• [Consignes de l'exercice]:
D'après l'article sur la redevance d'enlèvement des ordures ménagères, combien de personnes le Comité citoyen du Sud Morbihan représentait-il ?

------ Texte du document

Le Figaro publié le 28/09/2016

ENQUêTE - Des collectifs s'organisent partout en France pour inciter les usagers à ne plus payer leur redevance d'enlèvement des ordures ménagères. Le montant et la légalité des factures sont remis en cause par des associations de consommateurs.

La colère gronde autour des poubelles. De plus en plus de Français dénoncent le flou entourant le montant de la redevance que leur impose leur commune pour ce service. De Bretagne en Gironde, les recours devant les tribunaux se multiplient. Dernier épisode en date: en février dernier, la cour de cassation de Rennes a donné raison au Comité citoyen du Sud Morbihan qui représentait plus de 1100 personnes contestant leurs factures. D'où vient cette grogne? Et pourquoi ces factures sont-elles prises pour cible? Explications.

------------
------ Données fournies

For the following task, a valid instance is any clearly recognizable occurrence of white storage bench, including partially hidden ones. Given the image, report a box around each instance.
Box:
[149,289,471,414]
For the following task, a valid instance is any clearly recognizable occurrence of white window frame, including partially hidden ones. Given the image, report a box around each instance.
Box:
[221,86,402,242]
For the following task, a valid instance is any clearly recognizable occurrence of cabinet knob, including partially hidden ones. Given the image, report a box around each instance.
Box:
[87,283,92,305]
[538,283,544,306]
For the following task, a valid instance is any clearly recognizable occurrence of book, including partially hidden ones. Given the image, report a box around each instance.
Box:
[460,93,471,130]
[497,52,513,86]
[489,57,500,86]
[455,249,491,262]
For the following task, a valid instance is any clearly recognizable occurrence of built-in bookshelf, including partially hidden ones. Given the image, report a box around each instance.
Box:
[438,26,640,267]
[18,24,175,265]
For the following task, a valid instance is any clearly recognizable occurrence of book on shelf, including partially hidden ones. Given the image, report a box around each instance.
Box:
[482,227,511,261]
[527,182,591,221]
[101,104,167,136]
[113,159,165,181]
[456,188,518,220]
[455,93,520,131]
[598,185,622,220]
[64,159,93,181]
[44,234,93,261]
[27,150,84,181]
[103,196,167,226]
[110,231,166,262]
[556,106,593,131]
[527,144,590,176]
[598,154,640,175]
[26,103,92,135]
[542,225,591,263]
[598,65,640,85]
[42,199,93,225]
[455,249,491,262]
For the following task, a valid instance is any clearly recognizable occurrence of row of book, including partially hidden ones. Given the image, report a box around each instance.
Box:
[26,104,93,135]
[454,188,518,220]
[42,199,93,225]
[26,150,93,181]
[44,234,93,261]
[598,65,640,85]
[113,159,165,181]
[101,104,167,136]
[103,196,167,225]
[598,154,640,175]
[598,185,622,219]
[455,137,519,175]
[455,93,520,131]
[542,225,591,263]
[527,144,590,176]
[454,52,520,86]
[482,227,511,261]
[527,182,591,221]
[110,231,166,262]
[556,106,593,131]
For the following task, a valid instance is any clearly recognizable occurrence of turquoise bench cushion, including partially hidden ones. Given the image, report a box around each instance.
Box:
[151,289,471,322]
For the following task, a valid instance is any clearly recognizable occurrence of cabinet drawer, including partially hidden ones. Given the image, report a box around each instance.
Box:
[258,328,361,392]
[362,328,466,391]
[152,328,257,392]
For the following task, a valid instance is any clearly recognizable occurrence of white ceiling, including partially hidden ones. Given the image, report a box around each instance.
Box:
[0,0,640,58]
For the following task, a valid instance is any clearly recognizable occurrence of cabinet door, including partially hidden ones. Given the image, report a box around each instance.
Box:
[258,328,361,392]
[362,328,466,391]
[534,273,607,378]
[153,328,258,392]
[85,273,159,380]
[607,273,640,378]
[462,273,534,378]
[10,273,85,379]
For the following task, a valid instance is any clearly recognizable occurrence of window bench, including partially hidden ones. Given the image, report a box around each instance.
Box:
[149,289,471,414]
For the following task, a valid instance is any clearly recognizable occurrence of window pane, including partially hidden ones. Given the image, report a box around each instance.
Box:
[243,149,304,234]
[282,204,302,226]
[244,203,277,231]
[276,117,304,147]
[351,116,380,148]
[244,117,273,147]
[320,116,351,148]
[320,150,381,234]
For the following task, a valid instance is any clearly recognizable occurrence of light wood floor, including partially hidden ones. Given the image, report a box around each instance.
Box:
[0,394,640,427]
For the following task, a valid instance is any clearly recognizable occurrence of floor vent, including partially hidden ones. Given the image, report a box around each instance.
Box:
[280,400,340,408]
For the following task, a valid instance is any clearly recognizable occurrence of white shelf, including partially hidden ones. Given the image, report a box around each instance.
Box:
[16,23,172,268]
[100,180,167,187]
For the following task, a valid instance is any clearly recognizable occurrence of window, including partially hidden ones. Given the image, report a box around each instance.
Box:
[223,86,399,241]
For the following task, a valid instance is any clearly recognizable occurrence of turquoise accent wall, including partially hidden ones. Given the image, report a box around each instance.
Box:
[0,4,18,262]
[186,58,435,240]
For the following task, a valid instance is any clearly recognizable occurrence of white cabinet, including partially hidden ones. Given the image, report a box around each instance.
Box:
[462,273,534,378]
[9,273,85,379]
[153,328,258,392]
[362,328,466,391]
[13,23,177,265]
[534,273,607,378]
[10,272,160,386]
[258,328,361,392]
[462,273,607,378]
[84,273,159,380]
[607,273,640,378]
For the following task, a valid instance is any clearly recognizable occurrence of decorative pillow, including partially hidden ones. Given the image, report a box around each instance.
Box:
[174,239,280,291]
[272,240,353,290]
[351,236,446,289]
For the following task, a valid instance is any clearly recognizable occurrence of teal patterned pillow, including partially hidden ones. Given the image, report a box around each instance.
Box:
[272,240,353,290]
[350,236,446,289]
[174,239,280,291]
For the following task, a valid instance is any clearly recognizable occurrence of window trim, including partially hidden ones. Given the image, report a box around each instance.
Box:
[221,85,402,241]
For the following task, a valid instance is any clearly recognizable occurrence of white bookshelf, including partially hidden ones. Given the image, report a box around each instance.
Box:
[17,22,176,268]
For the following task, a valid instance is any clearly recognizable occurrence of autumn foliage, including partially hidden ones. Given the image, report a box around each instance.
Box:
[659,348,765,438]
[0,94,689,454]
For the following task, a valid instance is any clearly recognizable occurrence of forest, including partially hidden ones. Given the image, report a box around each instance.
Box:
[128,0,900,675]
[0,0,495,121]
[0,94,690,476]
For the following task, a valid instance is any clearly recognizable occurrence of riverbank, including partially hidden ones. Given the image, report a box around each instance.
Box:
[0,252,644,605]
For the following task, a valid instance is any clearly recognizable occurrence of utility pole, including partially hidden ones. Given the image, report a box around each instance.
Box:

------------

• [Réponse obtenue]:
Plus de 1100 personnes qui contestaient leurs factures.